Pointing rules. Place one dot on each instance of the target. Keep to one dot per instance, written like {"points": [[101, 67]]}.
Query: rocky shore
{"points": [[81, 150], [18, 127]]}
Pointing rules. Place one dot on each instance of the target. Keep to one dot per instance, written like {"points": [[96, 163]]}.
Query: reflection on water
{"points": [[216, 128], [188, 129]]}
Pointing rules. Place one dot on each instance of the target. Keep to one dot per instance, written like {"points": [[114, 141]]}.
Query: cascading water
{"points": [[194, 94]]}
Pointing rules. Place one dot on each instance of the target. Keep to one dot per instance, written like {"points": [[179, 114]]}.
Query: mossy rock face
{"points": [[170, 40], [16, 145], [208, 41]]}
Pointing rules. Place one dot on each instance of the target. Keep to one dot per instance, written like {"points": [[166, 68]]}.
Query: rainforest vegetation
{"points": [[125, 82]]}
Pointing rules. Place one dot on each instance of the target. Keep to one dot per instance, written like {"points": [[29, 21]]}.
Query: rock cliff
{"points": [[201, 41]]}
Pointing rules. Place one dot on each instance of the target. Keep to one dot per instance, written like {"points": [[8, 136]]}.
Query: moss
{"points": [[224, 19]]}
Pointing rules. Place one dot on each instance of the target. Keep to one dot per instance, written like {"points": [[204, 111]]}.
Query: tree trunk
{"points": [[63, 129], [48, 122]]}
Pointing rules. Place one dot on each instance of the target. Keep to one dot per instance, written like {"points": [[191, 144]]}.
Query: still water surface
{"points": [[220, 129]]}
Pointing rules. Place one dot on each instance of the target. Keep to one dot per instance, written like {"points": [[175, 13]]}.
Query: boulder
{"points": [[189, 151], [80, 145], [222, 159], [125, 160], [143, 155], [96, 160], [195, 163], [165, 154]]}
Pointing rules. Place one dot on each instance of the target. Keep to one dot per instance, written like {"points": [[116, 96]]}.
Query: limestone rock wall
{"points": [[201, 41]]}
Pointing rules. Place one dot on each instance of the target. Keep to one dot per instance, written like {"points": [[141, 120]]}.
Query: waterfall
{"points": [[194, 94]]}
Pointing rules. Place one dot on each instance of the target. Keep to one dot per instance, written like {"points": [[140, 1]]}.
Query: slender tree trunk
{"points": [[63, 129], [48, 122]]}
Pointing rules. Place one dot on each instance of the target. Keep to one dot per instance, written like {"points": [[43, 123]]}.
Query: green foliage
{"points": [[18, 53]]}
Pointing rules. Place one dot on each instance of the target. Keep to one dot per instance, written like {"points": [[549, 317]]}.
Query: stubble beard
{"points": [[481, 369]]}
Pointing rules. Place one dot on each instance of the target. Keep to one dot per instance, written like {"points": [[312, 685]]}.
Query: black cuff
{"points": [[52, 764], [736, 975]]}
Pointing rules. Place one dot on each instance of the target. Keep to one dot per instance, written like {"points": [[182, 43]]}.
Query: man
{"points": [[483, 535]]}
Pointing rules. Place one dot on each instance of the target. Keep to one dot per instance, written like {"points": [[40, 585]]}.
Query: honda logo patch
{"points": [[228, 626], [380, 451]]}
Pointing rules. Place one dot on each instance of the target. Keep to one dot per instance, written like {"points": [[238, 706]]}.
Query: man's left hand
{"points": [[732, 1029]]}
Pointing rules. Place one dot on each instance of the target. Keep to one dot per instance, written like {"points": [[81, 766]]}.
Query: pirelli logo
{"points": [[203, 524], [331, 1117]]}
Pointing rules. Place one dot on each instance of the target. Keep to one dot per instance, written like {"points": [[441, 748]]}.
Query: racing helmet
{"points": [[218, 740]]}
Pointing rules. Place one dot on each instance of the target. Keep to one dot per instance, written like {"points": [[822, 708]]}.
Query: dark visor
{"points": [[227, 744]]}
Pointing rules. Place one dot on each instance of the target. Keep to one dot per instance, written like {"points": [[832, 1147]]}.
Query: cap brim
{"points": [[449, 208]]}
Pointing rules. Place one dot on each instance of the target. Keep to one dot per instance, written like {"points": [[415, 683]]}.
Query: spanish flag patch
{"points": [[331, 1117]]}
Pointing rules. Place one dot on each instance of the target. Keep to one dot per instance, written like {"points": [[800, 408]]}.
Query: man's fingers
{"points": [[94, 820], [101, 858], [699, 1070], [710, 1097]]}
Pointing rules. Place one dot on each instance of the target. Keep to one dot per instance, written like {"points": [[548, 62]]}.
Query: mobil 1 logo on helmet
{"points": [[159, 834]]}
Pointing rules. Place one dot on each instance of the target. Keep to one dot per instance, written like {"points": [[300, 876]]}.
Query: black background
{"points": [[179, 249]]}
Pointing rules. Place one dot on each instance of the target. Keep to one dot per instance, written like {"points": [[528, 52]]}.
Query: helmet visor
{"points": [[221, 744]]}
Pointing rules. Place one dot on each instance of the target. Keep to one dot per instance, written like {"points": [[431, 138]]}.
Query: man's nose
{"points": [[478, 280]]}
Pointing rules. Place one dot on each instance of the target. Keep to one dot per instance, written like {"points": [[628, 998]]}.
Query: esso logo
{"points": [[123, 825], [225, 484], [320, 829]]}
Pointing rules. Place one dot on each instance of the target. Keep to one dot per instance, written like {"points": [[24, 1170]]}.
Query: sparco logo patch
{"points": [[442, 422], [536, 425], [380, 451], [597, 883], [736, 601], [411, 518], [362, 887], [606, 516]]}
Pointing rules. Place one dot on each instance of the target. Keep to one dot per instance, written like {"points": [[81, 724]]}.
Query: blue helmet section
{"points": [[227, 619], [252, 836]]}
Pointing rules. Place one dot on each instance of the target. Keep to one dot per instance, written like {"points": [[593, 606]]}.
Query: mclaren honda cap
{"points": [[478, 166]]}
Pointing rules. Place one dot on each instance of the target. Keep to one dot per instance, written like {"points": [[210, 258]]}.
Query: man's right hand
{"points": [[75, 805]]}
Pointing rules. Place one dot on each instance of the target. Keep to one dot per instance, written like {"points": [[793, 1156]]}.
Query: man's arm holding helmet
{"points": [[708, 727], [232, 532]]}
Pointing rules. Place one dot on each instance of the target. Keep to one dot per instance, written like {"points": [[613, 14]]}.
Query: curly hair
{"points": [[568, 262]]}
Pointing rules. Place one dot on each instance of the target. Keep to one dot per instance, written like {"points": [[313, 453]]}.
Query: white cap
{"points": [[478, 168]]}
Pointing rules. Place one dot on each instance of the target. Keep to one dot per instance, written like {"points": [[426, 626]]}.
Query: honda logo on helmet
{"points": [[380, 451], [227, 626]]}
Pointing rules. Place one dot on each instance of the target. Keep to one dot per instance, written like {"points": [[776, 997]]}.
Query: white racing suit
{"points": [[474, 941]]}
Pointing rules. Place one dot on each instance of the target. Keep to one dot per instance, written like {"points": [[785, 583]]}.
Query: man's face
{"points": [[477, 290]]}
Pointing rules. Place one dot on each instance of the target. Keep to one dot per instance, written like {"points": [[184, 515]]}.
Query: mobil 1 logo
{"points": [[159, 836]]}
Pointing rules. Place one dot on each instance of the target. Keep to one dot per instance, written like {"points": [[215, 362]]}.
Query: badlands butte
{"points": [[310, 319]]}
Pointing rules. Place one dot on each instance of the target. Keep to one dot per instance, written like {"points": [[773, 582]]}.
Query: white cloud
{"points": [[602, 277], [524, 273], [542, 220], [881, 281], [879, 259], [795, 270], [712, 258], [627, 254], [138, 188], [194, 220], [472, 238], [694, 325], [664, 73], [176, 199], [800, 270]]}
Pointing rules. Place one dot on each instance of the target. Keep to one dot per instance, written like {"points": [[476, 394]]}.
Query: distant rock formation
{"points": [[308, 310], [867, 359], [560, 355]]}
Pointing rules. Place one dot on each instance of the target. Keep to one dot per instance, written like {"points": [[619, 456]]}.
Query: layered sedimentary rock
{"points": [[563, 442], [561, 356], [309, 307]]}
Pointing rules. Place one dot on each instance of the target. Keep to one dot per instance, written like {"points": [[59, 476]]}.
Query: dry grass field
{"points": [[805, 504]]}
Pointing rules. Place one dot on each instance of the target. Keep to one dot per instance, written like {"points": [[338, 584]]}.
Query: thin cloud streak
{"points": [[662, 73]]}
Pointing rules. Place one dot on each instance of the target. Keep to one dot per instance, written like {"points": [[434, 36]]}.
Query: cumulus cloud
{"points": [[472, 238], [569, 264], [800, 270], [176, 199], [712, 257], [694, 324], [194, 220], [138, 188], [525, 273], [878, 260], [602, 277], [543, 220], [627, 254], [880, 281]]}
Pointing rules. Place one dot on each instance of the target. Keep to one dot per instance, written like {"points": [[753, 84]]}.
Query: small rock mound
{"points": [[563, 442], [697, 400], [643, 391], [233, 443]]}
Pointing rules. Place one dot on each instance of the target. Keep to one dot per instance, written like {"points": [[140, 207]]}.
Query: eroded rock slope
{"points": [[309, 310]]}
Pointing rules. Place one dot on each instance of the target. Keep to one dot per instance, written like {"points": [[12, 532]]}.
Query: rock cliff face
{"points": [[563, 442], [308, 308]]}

--------

→ **OBJECTIVE**
Which lines in the listing contain the word "black"? Pick out every one of them, and treat uppercase and lowercase as different.

→ **EXERCISE ANSWER**
Query: black cuff
Query: black background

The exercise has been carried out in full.